Convert every line of the records below into a Markdown table with the columns Row and Line, numbering the rows and omitting blank lines.

****************

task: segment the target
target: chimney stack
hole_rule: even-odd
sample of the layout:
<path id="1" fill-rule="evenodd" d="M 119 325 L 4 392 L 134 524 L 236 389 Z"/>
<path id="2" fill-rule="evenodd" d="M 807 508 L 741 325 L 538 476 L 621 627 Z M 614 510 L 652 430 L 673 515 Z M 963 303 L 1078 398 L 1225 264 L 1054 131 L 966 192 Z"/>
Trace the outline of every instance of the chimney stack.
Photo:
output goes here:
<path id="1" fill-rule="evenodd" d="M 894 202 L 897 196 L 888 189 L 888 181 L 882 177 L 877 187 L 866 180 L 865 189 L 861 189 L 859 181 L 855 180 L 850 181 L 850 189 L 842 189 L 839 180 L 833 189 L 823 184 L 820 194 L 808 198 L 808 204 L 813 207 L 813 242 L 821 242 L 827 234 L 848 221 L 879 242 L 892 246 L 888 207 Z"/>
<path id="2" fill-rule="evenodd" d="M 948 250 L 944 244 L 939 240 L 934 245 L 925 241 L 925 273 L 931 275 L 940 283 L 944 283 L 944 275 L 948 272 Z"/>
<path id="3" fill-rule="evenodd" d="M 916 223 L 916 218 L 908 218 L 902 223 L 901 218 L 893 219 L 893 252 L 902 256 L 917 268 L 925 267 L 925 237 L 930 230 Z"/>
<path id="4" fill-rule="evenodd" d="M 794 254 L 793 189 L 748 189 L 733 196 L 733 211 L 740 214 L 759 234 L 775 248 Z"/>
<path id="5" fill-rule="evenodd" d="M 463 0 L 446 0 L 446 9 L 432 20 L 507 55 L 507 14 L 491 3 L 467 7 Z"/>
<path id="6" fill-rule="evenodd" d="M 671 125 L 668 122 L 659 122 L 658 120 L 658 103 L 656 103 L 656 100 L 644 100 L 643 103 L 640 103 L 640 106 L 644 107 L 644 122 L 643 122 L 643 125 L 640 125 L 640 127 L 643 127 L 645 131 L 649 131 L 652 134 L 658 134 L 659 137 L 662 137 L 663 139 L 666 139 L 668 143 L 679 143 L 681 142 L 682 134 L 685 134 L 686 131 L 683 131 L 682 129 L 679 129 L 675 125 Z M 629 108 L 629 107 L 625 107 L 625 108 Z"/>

****************

◆ **Exercise solution**
| Row | Line |
|---|---|
| 1 | task: segment the target |
| 2 | target: chimney stack |
| 3 | hole_rule: even-odd |
| 4 | sample of the layout: |
| 5 | <path id="1" fill-rule="evenodd" d="M 119 325 L 4 392 L 134 524 L 236 389 Z"/> |
| 6 | <path id="2" fill-rule="evenodd" d="M 807 508 L 741 325 L 538 476 L 621 627 Z M 614 510 L 652 430 L 673 515 Z M 963 303 L 1078 398 L 1225 264 L 1054 131 L 966 192 Z"/> |
| 7 | Trace the outline of every instance of the chimney stack. |
| 8 | Photo: |
| 9 | output goes here: |
| 10 | <path id="1" fill-rule="evenodd" d="M 894 202 L 897 196 L 888 189 L 888 181 L 882 177 L 877 187 L 866 180 L 865 189 L 861 189 L 859 181 L 855 180 L 850 181 L 850 189 L 842 189 L 839 180 L 833 189 L 823 184 L 820 194 L 808 198 L 808 204 L 813 207 L 813 242 L 821 242 L 827 234 L 848 221 L 879 242 L 892 246 L 888 207 Z"/> |
| 11 | <path id="2" fill-rule="evenodd" d="M 948 250 L 944 244 L 939 240 L 934 245 L 925 241 L 925 273 L 931 275 L 940 283 L 944 283 L 944 275 L 948 272 Z"/> |
| 12 | <path id="3" fill-rule="evenodd" d="M 916 223 L 916 218 L 908 218 L 902 223 L 901 218 L 893 219 L 893 252 L 902 256 L 917 268 L 925 267 L 925 237 L 930 230 Z"/> |
| 13 | <path id="4" fill-rule="evenodd" d="M 794 254 L 793 189 L 748 189 L 733 196 L 733 211 L 740 214 L 759 234 L 775 248 Z"/> |
| 14 | <path id="5" fill-rule="evenodd" d="M 463 0 L 446 0 L 446 9 L 432 20 L 507 55 L 507 14 L 491 3 L 467 7 Z"/> |
| 15 | <path id="6" fill-rule="evenodd" d="M 671 125 L 668 122 L 659 122 L 658 120 L 658 103 L 656 103 L 656 100 L 644 100 L 643 103 L 640 103 L 640 106 L 644 107 L 644 122 L 643 122 L 643 125 L 640 125 L 640 127 L 643 127 L 645 131 L 649 131 L 652 134 L 658 134 L 659 137 L 662 137 L 663 139 L 666 139 L 668 143 L 679 143 L 681 142 L 682 134 L 685 134 L 686 131 L 683 131 L 682 129 L 679 129 L 675 125 Z M 629 108 L 629 107 L 625 107 L 625 108 Z"/> |